### Brano proposto
━━━━━━

Giorno per giorno – 26 Dicembre 2019

Carissimi,
“Guardatevi dagli uomini, perché vi consegneranno ai loro tribunali e vi flagelleranno nelle loro sinagoghe; e sarete condotti davanti ai governatori e ai re per causa mia, per dare testimonianza a loro e ai pagani” (Mt 10, 17-18). Per evitare che si resti troppo tempo a lasciarsi cullare dalle nenie natalizie, ecco che la liturgia della chiesa ci fa ripiombare nell’arco di ventiquattro ore, sempre che gli avvenimenti, qua e là nel mondo, non si siano incaricati di distogliercene prima, nella più cruda realtà. Questo, per curare la nostra memoria corta e la facilità con cui siamo portati a ridurre il mistero del Natale a una sorta di favola, volta ad allietare o tacitare le nostre coscienze. L’evento che celebriamo non ha proprio nulla della fiaba, è invece il dramma di un Dio che entra nella nostra storia, per assumerla dalla parte dei poveri, condannato ogni volta, con loro, a venirne schiacciato dalla sua logica interna, che non può tollerare di essere messa in discussione. La causa di cui parla Gesù non è in primo luogo la causa di una religione, ma è la causa della verità di Dio che dice la sua preoccupazione per la vita e la liberazione dell’uomo. Di ogni uomo. Gesù ci ha reso avvertiti delle conseguenze che comporta l’assumerla, rompendo il circolo vizioso della vendetta, dell’odio, della violenza. In un mondo in cui sembra che guadagnino pericolosamente sempre più spazio. Anche in quelle chiese, che si scelgono come puntelli del Sistema, invece che testimoni della novità di Cristo.

Oggi è, dunque, il Secondo Giorno dell’Ottava di Natale ed è memoria del diacono Stefano, primo martire. A cui noi aggiungiamo quella di Jean-Marc Ela, presbitero e teologo africano.

Secondo il racconto che ne fanno gli Atti degli Apostoli, Stefano era un ebreo della diaspora, che, dopo aver accettato il cristianesimo, fu incaricato assieme ad altri sei di provvedere alla cura dei poveri della comunità. Denunciato dinanzi al Sinedrio da un gruppo di ex-correligionari di parlare contro il Tempio e contro la Legge, si produsse in un’autodifesa che ne peggiorò la situazione, al punto che “quelli del tribunale… si turarono le orecchie e gridarono a gran voce; poi si scagliarono tutti insieme contro Stefano, lo trascinarono fuori città per ucciderlo a sassate. I testimoni deposero i loro mantelli presso un giovane, un certo Saulo, perché li custodisse. Mentre gli scagliavano addosso le pietre, Stefano pregava così: ‘Signore Gesù, accogli il mio spirito’. E cadendo in ginocchio, gridò forte: ‘Signore, non tener conto del loro peccato’. Poi morì” (At 7, 57 ss). C’è solo da aggiungere che quel Saulo diventerà poi san Paolo, quasi a significare che, insomma, c’è speranza davvero per tutti!

━━━━━━

### Record del dataset
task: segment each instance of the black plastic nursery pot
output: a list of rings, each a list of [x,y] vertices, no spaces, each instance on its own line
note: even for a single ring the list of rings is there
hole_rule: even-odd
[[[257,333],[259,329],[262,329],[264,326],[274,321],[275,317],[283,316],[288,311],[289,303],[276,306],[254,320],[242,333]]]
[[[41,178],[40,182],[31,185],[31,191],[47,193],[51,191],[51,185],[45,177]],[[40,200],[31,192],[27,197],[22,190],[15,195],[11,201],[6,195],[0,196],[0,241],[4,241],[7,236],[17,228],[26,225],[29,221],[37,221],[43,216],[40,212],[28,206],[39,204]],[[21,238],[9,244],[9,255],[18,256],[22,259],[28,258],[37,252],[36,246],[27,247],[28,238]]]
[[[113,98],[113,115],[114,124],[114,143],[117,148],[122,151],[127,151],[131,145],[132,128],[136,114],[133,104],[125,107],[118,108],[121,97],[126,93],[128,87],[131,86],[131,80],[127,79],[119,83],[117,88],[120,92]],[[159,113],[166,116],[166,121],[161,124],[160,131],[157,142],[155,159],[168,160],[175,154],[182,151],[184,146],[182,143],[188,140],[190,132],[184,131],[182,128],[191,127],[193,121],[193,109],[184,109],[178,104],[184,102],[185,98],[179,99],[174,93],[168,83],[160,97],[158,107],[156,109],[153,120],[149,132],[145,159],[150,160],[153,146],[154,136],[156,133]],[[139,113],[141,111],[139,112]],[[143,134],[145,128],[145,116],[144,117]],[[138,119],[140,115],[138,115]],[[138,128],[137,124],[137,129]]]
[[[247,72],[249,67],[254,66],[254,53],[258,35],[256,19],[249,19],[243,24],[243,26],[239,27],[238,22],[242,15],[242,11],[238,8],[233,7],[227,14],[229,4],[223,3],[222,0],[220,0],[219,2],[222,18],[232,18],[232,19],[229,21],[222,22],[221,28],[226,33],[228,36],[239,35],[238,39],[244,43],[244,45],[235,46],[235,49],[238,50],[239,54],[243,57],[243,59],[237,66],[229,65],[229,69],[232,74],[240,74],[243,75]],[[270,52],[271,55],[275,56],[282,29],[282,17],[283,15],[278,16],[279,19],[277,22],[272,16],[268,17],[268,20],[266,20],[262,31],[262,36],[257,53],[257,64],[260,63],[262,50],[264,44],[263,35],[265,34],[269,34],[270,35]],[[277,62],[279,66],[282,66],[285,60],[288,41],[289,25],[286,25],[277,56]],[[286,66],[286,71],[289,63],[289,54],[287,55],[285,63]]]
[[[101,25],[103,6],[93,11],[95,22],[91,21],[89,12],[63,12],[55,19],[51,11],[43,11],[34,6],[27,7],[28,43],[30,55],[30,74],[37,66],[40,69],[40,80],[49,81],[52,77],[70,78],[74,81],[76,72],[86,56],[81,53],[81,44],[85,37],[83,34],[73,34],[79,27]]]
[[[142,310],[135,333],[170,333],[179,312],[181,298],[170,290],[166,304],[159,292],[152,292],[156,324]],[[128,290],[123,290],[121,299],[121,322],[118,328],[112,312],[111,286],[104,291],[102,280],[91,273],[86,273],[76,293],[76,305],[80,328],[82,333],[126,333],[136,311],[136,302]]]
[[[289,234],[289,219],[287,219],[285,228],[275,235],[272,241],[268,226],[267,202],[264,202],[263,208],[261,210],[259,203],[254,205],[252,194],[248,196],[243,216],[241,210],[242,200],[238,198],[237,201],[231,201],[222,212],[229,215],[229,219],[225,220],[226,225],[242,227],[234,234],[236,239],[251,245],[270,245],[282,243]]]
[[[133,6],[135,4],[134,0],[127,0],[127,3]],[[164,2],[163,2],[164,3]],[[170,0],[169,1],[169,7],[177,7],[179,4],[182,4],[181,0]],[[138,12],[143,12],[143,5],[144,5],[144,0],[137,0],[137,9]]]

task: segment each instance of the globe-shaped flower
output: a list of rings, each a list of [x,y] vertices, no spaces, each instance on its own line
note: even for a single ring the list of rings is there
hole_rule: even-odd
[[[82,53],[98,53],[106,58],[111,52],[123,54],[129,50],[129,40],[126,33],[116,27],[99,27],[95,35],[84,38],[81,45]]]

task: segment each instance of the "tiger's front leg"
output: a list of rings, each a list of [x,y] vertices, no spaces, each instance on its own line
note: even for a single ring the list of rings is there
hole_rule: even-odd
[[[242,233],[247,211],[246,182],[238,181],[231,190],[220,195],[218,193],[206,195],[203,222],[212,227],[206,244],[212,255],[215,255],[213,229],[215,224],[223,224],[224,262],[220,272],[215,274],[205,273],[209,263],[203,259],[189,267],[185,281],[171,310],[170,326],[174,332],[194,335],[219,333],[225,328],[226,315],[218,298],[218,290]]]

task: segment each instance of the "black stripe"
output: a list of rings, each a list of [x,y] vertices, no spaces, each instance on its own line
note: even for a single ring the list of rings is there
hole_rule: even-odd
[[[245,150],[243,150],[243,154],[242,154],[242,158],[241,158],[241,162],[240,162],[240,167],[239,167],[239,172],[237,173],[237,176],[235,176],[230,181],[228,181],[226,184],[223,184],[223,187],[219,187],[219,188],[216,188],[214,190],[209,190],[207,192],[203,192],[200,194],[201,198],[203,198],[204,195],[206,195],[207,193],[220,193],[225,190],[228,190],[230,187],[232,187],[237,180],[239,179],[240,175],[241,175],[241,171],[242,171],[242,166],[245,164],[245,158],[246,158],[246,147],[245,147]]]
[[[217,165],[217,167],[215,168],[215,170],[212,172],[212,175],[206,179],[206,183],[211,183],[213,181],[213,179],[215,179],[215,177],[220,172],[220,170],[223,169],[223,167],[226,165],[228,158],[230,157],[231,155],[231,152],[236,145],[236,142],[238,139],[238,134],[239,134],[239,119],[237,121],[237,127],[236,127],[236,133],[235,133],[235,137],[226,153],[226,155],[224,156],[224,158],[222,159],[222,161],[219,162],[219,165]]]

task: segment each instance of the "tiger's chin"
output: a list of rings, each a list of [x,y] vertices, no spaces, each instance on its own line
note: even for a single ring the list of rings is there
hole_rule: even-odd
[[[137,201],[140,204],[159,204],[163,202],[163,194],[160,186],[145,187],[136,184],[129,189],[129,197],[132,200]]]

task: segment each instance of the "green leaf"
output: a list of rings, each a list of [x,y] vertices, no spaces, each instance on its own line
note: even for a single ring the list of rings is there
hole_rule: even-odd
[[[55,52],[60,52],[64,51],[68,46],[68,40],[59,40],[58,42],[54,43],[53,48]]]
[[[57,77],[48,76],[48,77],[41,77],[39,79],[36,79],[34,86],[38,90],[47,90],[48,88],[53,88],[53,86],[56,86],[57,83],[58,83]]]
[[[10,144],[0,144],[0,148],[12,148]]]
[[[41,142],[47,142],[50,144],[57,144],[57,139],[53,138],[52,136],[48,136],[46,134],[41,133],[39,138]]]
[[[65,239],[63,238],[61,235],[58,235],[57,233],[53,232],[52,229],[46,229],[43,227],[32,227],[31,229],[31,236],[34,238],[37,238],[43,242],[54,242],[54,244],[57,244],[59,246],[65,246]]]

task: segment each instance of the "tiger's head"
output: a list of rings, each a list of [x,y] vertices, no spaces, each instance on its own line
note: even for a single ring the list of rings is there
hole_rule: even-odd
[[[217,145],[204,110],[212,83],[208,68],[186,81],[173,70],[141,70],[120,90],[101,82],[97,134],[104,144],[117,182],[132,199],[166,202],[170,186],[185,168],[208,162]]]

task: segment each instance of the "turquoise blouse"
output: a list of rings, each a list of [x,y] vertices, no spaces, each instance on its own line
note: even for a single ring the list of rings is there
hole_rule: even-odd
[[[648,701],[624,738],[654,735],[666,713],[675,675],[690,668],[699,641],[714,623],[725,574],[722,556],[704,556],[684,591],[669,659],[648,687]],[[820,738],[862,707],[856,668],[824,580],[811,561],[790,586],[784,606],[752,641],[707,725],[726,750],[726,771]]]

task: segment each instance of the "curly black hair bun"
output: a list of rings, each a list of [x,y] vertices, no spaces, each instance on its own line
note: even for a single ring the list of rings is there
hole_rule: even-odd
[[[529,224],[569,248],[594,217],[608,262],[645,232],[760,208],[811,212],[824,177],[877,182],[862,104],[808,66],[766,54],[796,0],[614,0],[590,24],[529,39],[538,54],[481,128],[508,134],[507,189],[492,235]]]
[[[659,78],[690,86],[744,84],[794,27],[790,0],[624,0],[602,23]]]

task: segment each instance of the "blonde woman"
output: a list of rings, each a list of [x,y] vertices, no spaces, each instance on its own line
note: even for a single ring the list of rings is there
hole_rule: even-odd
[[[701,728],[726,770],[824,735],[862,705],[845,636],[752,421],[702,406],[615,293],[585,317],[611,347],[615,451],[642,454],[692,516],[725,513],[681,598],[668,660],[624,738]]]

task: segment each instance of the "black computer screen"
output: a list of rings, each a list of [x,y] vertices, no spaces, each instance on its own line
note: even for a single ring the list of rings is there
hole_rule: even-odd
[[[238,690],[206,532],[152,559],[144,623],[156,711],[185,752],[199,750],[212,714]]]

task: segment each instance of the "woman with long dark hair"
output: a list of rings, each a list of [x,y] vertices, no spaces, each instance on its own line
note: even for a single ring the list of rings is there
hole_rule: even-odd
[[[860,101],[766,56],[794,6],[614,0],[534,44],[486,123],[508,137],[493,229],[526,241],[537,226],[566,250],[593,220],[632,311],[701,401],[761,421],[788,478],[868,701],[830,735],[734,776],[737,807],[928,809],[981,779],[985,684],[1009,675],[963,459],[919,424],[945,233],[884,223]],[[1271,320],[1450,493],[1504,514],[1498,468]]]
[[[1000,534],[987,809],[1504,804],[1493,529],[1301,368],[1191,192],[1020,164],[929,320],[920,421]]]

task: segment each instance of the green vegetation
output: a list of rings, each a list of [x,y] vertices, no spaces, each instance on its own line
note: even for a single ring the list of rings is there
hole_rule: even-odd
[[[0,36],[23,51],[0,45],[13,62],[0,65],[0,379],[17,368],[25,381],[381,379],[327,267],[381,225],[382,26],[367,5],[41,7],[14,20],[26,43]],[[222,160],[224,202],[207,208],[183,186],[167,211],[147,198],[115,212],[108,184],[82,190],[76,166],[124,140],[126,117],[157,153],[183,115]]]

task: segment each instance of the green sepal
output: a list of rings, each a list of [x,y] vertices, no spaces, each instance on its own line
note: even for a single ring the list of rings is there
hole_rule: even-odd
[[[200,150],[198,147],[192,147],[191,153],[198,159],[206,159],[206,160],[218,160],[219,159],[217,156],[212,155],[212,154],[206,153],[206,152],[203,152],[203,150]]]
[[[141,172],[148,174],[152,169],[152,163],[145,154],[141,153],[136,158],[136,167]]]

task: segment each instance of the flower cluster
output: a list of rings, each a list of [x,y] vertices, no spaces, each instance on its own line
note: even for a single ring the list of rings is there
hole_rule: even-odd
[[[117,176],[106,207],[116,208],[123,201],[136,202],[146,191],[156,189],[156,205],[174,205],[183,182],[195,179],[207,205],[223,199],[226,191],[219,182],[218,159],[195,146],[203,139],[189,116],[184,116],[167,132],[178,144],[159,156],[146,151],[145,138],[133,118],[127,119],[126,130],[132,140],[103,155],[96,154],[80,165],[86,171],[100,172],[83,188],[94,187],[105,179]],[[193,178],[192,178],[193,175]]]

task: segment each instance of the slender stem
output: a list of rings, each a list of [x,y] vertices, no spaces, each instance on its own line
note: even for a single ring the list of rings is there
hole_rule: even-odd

━━━━━━

### Esercizi assegnati
1 > Stabilisci se ciascuna affermazione concorda con il brano del 26 dicembre, rispondendo sì o no e citando le parole decisive: (a) Stefano ricevette da solo l'incarico di occuparsi dei poveri della comunità; (b) i testimoni affidarono i loro mantelli a un giovane di nome Saulo; (c) Jean-Marc Ela viene presentato come vescovo europeo.
2 > Riprendi il brano del 26 dicembre e proseguilo oltre la sua ultima frase.
L'elenco costituisce materiale a sé, distinto dal brano.

### Esercizi svolti
1 >
(a) No: «fu incaricato assieme ad altri sei di provvedere alla cura dei poveri della comunità».
(b) Sì: «I testimoni deposero i loro mantelli presso un giovane, un certo Saulo, perché li custodisse».
(c) No: «Jean-Marc Ela, presbitero e teologo africano».

2 >
Nato a Ebolowa, in Camerun, il 27 settembre 1936, Jean-Marc Ela fu prete, teologo, sociologo e professore. Studiò teologia e filosofia all’Università di Strasburgo, in Francia, e passò sedici anni come missionario a Tokombere, tra i Kirdi del Camerun nord-occidentale, accanto alla figura carismatica di Baba Simon, da molti considerato una sorta di san Paolo africano. L’opera che lo fece conoscere fu “La mia fede d’Africano”, apparso in francese nel 1985 e poi tradotto in inglese, tedesco e italiano. Il libro denunciava l’imposizione da parte della Chiesa in Africa di un modello di fede che ignorava del tutto i bisogni reali della popolazione, soprattutto delle comunità rurali. Attraverso un’analisi accurata dei sacramenti, dell’ermeneutica biblica e della prassi missionaria, identificava le vie attraverso cui la tradizione cattolica manteneva gli africani dipendenti nei confronti dell’Europa. Da parte sua, si faceva sostenitore di un’inculturazione della fede che rispettasse, riscattasse e valorizzasse la maniera d’essere della sua gente. Animato, assillato, inquietato dalle figure di Gesù di Nazareth, da quella di Abele, il cui grido giunge fino a Dio e ne provoca la domanda ai Caini di ogni tempo: che hai fatto di tuo fratello?, e da quella rappresentata dal mondo dei più deboli, degli oppressi e degli esclusi, che riassumeva e riviveva nella sua carne la passione dell’uno e dell’altro, Ela collocò la sua teologia al servizio di quel progetto. Critico del potere politico del suo Paese, nonché delle omissioni e delle collusioni della gerarchia ecclesiastica nei confronti di quello, dopo l’assassinio di padre Engelbert Mveng, il 22 aprile 1995, si recò in esilio nel Québec, dove continuò ad insegnare Sociologia nell’Universitá di Laval, a Montreal, fino alla morte, avvenuta il 26 dicembre 2008. Fu sepolto nel suo paese natale, a Ebolowa, in Camerun.

I testi che la liturgia propone alla nostra riflessione sono propri della memoria del Protomartire Stefano e sono tratti da:
Atti degli Apostoli, cap. 6,8-10; 7,54-60; Salmo 31; Vangelo di Matteo, cap. 10,17-22.

La preghiera del giovedì è in comunione con le religioni tradizionali indigene.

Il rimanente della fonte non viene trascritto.